- _Stated goal_
Copy everything from the start of the entries down through the line containing "pixel 138 298", substituting "racket" for "paddle" and changing nothing else.

[Coordinate annotation entries]
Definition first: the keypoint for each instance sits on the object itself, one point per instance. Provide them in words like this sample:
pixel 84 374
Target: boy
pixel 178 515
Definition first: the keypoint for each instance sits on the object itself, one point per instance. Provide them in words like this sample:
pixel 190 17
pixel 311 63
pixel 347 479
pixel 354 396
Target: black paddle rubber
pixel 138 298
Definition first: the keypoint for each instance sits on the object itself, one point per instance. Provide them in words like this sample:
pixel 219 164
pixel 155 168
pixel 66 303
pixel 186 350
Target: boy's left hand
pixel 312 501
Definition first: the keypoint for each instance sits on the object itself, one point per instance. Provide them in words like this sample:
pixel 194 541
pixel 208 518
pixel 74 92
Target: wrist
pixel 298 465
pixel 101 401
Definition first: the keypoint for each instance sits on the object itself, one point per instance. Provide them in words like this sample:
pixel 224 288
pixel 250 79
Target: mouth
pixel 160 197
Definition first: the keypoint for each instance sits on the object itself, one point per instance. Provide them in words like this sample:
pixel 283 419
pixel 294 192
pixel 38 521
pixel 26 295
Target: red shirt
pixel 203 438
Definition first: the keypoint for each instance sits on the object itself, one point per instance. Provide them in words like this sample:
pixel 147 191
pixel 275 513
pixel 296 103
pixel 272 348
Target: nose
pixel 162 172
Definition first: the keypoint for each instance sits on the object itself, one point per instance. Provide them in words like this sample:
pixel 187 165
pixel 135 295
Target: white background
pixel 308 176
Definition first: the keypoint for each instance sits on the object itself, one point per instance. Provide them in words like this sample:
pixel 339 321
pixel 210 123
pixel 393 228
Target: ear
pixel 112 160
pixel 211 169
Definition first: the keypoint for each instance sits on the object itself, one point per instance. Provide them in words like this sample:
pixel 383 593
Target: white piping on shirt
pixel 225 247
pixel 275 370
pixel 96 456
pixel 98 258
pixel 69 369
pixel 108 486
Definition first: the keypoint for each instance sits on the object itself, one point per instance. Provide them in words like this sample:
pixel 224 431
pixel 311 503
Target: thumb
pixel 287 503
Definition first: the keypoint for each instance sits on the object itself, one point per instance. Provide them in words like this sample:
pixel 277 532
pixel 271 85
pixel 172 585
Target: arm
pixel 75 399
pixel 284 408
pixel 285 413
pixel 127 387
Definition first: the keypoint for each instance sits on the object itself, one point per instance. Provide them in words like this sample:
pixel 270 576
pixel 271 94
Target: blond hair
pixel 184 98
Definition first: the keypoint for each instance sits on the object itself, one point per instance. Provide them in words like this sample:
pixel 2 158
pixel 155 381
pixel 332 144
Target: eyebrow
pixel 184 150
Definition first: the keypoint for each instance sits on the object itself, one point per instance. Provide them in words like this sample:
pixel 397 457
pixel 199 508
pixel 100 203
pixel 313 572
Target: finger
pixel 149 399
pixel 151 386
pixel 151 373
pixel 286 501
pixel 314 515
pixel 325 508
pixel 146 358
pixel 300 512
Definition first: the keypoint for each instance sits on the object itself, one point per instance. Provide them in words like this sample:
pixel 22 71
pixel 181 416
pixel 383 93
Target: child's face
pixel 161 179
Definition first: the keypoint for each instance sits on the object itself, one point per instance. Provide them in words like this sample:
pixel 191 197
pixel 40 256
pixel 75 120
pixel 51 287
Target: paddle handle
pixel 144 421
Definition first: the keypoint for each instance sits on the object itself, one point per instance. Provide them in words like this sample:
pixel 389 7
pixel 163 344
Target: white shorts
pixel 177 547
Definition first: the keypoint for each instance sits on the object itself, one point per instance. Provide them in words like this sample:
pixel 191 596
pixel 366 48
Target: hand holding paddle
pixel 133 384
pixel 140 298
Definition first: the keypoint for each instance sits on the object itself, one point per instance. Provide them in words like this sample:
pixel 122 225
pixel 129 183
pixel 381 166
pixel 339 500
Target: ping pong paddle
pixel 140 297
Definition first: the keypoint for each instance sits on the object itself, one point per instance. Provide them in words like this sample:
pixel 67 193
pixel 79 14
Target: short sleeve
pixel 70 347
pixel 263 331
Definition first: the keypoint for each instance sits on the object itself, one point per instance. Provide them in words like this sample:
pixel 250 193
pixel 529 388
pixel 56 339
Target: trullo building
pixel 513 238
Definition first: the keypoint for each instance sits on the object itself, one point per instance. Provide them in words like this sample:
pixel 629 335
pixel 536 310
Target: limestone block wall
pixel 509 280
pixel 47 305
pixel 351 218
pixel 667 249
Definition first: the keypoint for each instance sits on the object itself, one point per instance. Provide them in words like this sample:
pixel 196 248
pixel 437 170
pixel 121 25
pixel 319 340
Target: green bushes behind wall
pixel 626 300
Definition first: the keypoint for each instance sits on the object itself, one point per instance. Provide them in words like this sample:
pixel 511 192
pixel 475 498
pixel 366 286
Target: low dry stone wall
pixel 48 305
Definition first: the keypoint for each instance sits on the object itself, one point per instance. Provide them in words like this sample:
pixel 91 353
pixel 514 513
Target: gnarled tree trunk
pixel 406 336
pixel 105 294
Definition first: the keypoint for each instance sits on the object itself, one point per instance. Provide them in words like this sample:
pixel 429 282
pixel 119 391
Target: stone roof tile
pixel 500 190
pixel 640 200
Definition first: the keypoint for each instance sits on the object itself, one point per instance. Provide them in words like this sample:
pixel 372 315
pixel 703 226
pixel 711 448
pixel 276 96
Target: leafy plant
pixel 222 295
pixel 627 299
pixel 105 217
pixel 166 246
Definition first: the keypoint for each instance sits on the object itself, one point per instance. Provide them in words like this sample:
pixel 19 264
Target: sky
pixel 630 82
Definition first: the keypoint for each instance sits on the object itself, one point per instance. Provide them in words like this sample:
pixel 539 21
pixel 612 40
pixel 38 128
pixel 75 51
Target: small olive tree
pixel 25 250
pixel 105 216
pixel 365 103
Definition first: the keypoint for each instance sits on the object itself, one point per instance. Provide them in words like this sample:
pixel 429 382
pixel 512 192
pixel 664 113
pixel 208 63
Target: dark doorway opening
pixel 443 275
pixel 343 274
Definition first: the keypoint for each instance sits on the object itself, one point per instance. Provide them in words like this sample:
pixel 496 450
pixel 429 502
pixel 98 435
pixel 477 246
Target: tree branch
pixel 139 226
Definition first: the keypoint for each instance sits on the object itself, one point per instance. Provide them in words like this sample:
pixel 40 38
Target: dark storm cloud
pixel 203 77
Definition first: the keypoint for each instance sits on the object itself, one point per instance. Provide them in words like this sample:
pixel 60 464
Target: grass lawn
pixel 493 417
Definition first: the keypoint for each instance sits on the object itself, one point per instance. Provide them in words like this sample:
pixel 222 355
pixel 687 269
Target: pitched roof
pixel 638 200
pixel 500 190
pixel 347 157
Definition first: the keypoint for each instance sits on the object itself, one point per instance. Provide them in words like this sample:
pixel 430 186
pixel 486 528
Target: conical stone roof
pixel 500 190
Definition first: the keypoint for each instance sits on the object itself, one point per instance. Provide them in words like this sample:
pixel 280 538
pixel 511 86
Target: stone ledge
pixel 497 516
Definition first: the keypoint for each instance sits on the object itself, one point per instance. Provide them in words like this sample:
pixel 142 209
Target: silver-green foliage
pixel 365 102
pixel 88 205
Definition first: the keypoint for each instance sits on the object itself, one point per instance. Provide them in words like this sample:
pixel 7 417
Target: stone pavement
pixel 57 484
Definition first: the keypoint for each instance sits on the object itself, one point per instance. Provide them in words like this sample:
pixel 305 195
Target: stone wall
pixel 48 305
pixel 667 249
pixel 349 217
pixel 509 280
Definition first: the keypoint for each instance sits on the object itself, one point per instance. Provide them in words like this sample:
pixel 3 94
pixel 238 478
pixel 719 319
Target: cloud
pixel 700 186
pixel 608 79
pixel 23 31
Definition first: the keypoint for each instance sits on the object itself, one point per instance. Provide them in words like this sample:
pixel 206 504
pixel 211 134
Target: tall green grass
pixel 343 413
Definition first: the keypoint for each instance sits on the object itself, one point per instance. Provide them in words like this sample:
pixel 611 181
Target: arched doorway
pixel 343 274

- _Result of the exercise_
Definition first: the keypoint for each instance sits on the object itself, one point per instance. Provide them in words like this sample:
pixel 84 374
Target: boy
pixel 178 515
Definition first: the keypoint for each instance sits on the object itself, one point per instance. Provide them in words like this sample:
pixel 190 17
pixel 311 63
pixel 347 479
pixel 354 396
Target: black racket rubber
pixel 138 298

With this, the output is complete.